→ BRIEF 1: Count the lines in the entries below that contain the word "white", treating case as significant. Give only the number.
-- SELECTED EXTRACT start --
John Sargeaunt (1857–1922) was a noted classical scholar and schoolmaster of whom The Times wrote: "he will be long remembered for his profound scholarship and his genius as a teacher".

Biography

Born in Irthlingborough, Northamptonshire, on 12 August 1857, John Sargeaunt was educated at Bedford School and at University College, Oxford, where he was a Classical Exhibitioner. He was President of the Oxford Union Society in 1881. After Oxford, Sargeaunt became a master at Inverness Royal Academy, and then, in 1885, at Felsted School in Essex. In January 1890, he began teaching at Westminster School, as Master of the Classical Sixth Form. He retired from this post nearly twenty-nine years later, at Christmas 1918, and moved to a small house which he had built at Fairwarp in Sussex.

John Sargeaunt published widely and his work was highly regarded. He died in Hove, Sussex, on 20 March 1922, aged 64, and his death was the subject of a leading article in The Times on 24 March 1922.
-- SELECTED EXTRACT end --
-- DATA TO PROCESS start --
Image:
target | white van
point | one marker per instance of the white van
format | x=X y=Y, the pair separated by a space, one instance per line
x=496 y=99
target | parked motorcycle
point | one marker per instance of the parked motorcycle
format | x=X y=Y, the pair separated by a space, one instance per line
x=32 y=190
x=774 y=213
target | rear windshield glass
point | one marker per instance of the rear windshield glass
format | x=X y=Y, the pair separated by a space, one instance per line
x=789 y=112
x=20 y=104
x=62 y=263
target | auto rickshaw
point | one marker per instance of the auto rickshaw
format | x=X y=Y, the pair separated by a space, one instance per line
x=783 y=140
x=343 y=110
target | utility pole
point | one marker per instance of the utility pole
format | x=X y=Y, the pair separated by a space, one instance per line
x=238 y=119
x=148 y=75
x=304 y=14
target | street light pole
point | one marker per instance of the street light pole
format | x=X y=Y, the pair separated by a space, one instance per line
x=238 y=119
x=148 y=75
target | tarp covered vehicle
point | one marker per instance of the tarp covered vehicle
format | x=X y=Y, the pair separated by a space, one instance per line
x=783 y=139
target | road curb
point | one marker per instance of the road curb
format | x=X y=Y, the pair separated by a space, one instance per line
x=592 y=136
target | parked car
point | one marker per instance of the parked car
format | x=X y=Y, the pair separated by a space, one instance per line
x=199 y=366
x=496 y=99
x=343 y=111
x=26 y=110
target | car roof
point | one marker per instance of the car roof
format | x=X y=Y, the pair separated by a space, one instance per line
-- DATA TO PROCESS end --
-- DATA TO PROCESS start --
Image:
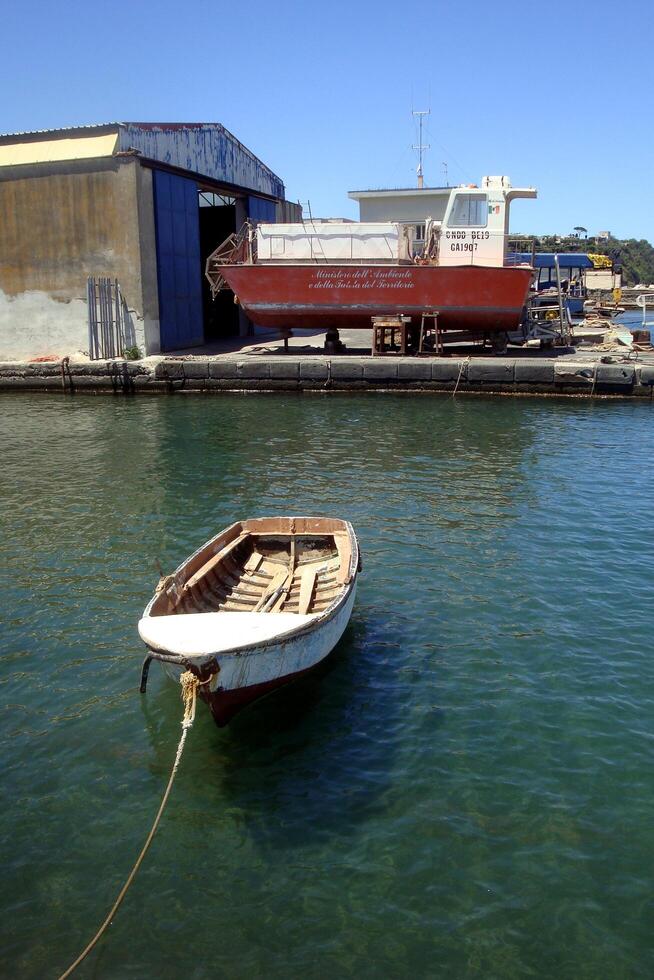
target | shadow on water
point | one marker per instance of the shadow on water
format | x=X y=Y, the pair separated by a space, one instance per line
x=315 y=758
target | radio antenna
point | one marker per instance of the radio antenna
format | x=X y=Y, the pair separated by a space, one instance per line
-- DATA TO PROCESS end --
-- DATA TO PROCESS start --
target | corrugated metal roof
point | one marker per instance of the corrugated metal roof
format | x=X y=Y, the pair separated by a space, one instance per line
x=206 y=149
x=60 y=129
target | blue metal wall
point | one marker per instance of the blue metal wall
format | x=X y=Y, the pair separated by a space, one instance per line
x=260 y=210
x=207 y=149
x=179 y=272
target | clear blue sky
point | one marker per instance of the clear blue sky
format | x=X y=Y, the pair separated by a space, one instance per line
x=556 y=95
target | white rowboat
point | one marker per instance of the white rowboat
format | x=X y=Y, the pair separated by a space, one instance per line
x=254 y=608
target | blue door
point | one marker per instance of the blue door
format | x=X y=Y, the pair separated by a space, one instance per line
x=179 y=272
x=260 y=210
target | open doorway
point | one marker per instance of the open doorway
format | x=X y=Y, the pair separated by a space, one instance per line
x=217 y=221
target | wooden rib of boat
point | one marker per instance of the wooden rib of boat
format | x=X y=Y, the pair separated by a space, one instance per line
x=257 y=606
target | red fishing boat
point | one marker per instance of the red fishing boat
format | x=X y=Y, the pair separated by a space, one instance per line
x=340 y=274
-- DATA TO PROCESS end --
→ BRIEF 2: According to the biography of John Sargeaunt, where was he a master before joining Felsted School?

→ FULL ANSWER 1: 4

→ FULL ANSWER 2: Inverness Royal Academy